### [OPDRACHT]
Noem alle data uit juli 2017 die in de tekst over het ontslag op staande voet staan. Vermeld elke datum maar één keer.

De arbeidsdeskundige concludeert in de rapportage dat [werkneemster] het aangeboden werk kan uitvoeren voor 2,25 uur per dag en dat de aangeboden arbeid door PFS passend is.
2.12.
Op 19 juli 2017 heeft de bedrijfsarts van CSU geoordeeld dat er geen mogelijkheden zijn voor een hernieuwde re-integratie.
2.13.
Bij brief van 20 juli 2017 heeft PFS aan [werkneemster] het volgende geschreven:
“(…) Wij sommeren u het aangepaste eigen werk opmaandag 24 juli 2017voor uw volledige contracturen (5x 2,25 uur) te hervatten.
De werkzaamheden die wij aan u aanbieden betreffen uw eigen werkzaamheden boven de sterkte waarbij uw collega’s zorgen dat de schoonmaakwerkzaamheden binnen de afgesproken tijd (tempo) en (kwaliteit) worden uitgevoerd en u kunt dan ook op terugvallen op uw collega’s. Het gaat hier om stofzuigen, dweilen, stof afnemen etc. echter zonder te knielen/hurken en u dient hierbij regelmatig van houding te wisselen. Het gaat dus om werkzaamheden waarbij geen sprake is van werkdruk, tempodruk (geen werktempo) en dragen van grote verantwoordelijkheden. (…)
Waarschuwing: ontslag op staande voet
Voldoet u niet aan dit verzoek/deze sommatie, dan zal dat zéér ernstige arbeidsrechtelijk consequenties voor u kunnen hebben, waarbij ontslag op staande voet wegens werkweigering het meest voor de hand ligt. U laat ons dan geen andere keuze. Wij vertrouwen erop dat u het zover niet laat komen.(…)”
[werkneemster] heeft geen gehoor gegeven aan de sommatie.
2.14.
Bij brief van 25 juli 2017 is [werkneemster] per 25 juli 2017 op staande voet ontslagen.
2.15.
De bedrijfsarts van CSU heeft op 18 augustus 2017 geoordeeld dat er momenteel een re-integratiemogelijkheid ontbreekt.
2.16.
Op 3 augustus 2017 heeft [werkneemster] een nieuwe aanvraag deskundigenoordeel gevraagd. Op 31 augustus 2017 heeft [werkneemster] het spreekuur van de verzekeringsarts bezocht. In het deskundigenoordeel van 4 september 2017 staat onder meer:
“Visie van de verzekeringsarts:
Bovengenoemde verzekeringsarts rapporteert op 01-09-17 als volgt.

### [VASTGELEGDE GEGEVENS]
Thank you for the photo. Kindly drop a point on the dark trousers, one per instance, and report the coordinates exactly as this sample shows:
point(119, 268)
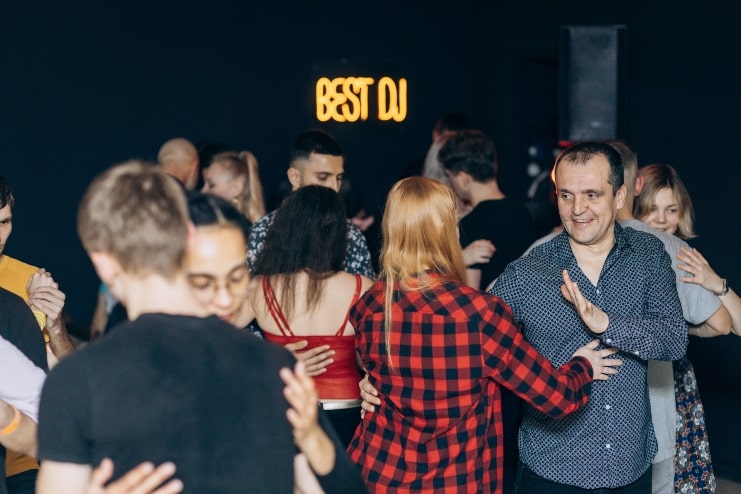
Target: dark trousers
point(528, 482)
point(22, 483)
point(344, 421)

### [UITGEVOERDE OPDRACHT]
19 juli 2017, 20 juli 2017, 24 juli 2017, 25 juli 2017